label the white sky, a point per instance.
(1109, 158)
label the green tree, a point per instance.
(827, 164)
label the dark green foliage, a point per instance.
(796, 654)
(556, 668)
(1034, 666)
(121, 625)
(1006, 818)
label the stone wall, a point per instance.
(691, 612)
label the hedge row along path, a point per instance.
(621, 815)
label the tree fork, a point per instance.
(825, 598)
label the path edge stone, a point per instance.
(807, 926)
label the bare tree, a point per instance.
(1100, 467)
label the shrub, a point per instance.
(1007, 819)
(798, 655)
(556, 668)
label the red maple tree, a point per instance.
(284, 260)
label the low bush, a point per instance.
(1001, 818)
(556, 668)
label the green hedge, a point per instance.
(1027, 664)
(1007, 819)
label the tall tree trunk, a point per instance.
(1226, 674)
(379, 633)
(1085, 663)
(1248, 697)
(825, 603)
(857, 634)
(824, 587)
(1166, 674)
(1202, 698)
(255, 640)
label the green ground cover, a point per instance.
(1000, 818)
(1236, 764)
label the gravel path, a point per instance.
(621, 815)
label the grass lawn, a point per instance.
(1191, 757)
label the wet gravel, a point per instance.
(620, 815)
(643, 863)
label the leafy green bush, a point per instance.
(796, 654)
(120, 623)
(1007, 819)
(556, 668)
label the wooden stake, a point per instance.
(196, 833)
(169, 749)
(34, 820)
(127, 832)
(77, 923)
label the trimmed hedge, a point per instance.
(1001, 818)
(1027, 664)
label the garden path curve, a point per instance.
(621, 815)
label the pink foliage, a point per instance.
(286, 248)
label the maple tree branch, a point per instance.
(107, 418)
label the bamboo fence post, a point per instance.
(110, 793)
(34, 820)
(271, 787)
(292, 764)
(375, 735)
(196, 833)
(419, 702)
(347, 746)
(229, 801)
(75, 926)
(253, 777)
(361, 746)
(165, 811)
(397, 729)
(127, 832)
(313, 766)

----

■ Work instruction: Set down every record above exactly as written.

■ Task answer:
label the white sky, a point per instance.
(1109, 158)
label the green tree, a point per instance.
(827, 164)
label the dark green foliage, a point per instance.
(796, 654)
(556, 668)
(1034, 666)
(121, 625)
(1006, 818)
label the stone wall, a point per instance.
(691, 612)
label the hedge row along path, a point per instance.
(621, 815)
label the tree fork, a point per instance.
(825, 598)
label the path edge stone, a point per instance.
(807, 926)
label the bare tree, a point per instance.
(1100, 467)
label the shrub, a point per instance.
(1007, 819)
(798, 655)
(556, 668)
label the red maple tree, a point per instance.
(284, 260)
label the low bush, a point per instance.
(1001, 818)
(556, 668)
label the green hedge, a point per instance.
(1027, 664)
(1007, 819)
label the tall tree trunk, a point per instance.
(1226, 674)
(379, 633)
(1085, 663)
(1248, 697)
(825, 603)
(857, 634)
(824, 587)
(1166, 674)
(1202, 698)
(255, 640)
label the green ground cover, a point per instance.
(1000, 818)
(1236, 764)
label the gravel path, a point per instance.
(621, 815)
label the grass lawn, a point per instance.
(1191, 757)
label the wet gravel, a point per instance.
(620, 815)
(643, 863)
label the leafy green bush, a point per instance.
(796, 654)
(120, 623)
(1007, 819)
(556, 668)
label the wooden stake, a point per instance.
(196, 833)
(169, 749)
(34, 820)
(127, 832)
(77, 923)
label the trimmed hedge, a point per instance.
(1001, 818)
(1027, 664)
label the garden path curve, a point per instance.
(621, 815)
label the pink foliage, a point per instance.
(286, 248)
label the maple tree branch, a point per instance.
(107, 418)
label the bamboo fence post, a point per instance.
(110, 793)
(34, 820)
(271, 787)
(292, 764)
(375, 735)
(196, 833)
(419, 702)
(347, 746)
(229, 801)
(75, 926)
(253, 777)
(361, 746)
(165, 811)
(397, 729)
(127, 832)
(313, 766)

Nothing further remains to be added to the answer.